====== Data for analysis ======
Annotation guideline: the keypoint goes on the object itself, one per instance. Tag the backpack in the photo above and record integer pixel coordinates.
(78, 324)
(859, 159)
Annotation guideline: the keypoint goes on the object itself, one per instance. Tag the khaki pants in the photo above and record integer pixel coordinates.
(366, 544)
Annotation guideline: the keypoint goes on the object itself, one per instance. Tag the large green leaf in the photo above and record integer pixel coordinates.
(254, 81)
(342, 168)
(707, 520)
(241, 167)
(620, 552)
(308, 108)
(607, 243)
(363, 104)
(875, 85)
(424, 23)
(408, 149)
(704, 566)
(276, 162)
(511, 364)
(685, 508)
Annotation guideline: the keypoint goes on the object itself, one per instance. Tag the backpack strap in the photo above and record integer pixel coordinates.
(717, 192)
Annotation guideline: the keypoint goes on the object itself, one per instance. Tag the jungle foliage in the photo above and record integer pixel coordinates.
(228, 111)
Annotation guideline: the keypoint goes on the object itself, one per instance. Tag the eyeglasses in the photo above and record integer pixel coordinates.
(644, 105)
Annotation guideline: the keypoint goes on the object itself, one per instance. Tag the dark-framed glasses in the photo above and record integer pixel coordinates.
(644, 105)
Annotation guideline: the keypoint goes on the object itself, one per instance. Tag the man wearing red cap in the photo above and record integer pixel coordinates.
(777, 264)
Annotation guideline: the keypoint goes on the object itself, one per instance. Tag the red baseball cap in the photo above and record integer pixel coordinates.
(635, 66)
======
* Directions for this task: Copy exactly the line that contains "Tag the red" and every line after it, up to and including the last line of the records.

* Response:
Annotation guideline: the keypoint goes on the object itself, one per instance. Tag the red baseball cap in the photo above and record integer pixel coordinates.
(635, 66)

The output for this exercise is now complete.